Supplied text:
* START *

A Pyspark implementation of the CNGF Algorithm used for Link Prediction.
CNGF Algorithm
The algorithm helps in predicting which nodes in a graph are most likely to be connected in the future. This can be used for Social Networks to envision connection between various entities.
The algorithm proves to be more efficient than traditional algorithms as it uses the subgraph of two nodes x and y and their common neighbours to forsee their connection in future and not the whole graph. It first calculates the Guidance by dividing the degree of a common neighbour in the subgraph with the log of degree of that neighbour in the whole graph. Then it takes the sum of guidances of all common neighbours of x and y to compute Similarity. Higher the similarity, more the chance of a connection in future.
- Python 2.7+
- Apache Spark 2.0.0+
- Graphframes 0.2.0+
To run the program, clone the repository and run the following command:
$SPARK_HOME/bin/spark-submit --packages graphframes:graphframes:0.5.0-spark2.1-s_2.11 cngf.py file_path separator
It requires 2 arguments:
- file_path: path of the file containing the data.
- separator: the column separator used in the file
As an example, the program can be run on the example txt file - example.txt. The columns in this file are separated using space, so to run the program on this file, run the following command:
$SPARK_HOME/bin/spark-submit --packages graphframes:graphframes:0.5.0-spark2.1-s_2.11 cngf.py "example.txt" " "
Liyan Dong, Yongli Li, Han Yin, Huang Le, and Mao Rui, “The Algorithm of Link Prediction on Social Network,” Mathematical Problems in Engineering, vol. 2013, Article ID 125123, 7 pages, 2013. https://doi.org/10.1155/2013/125123.

* END *

Object location annotation data
* START *

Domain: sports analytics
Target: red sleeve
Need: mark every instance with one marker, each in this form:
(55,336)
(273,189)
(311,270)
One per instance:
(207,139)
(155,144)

* END *
* START *

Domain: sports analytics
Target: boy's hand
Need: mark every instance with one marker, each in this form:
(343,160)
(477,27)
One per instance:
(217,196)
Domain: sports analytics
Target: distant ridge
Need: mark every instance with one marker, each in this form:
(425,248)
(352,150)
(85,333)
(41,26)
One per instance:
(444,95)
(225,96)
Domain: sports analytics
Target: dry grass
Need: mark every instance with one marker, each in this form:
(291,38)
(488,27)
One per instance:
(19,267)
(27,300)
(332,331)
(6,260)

* END *

Given instruction A: Reproduce the passage of the CNGF text between "- Python 2.7+" and "containing the data.", inclusive.
Given instruction B: Decide whether each statement agrees with the CNGF text, answering yes or no and quoting the deciding words: (i) Guidance is found by dividing a common neighbour's degree in the subgraph by the log of its degree in the whole graph. (ii) The program takes three arguments. (iii) The algorithm uses the whole graph to foresee a future connection between two nodes.
Given instruction C: According to the CNGF text, what separates the columns in example.txt?
The data has no part in this work.

Full answer A:
- Python 2.7+
- Apache Spark 2.0.0+
- Graphframes 0.2.0+
To run the program, clone the repository and run the following command:
$SPARK_HOME/bin/spark-submit --packages graphframes:graphframes:0.5.0-spark2.1-s_2.11 cngf.py file_path separator
It requires 2 arguments:
- file_path: path of the file containing the data.

Full answer B:
(i) Yes: "It first calculates the Guidance by dividing the degree of a common neighbour in the subgraph with the log of degree of that neighbour in the whole graph."
(ii) No: "It requires 2 arguments:"
(iii) No: "it uses the subgraph of two nodes x and y and their common neighbours to forsee their connection in future and not the whole graph."

Full answer C: Space.